**Data rows**.
______

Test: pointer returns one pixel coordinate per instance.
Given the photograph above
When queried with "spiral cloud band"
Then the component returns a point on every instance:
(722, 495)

______

**Exercise goal**. In every item, rename "instance" to "occurrence" and leave every other word unchanged.

**Exercise answer**.
Test: pointer returns one pixel coordinate per occurrence.
Given the photograph above
When queried with "spiral cloud band"
Then the component returns a point on every occurrence:
(722, 495)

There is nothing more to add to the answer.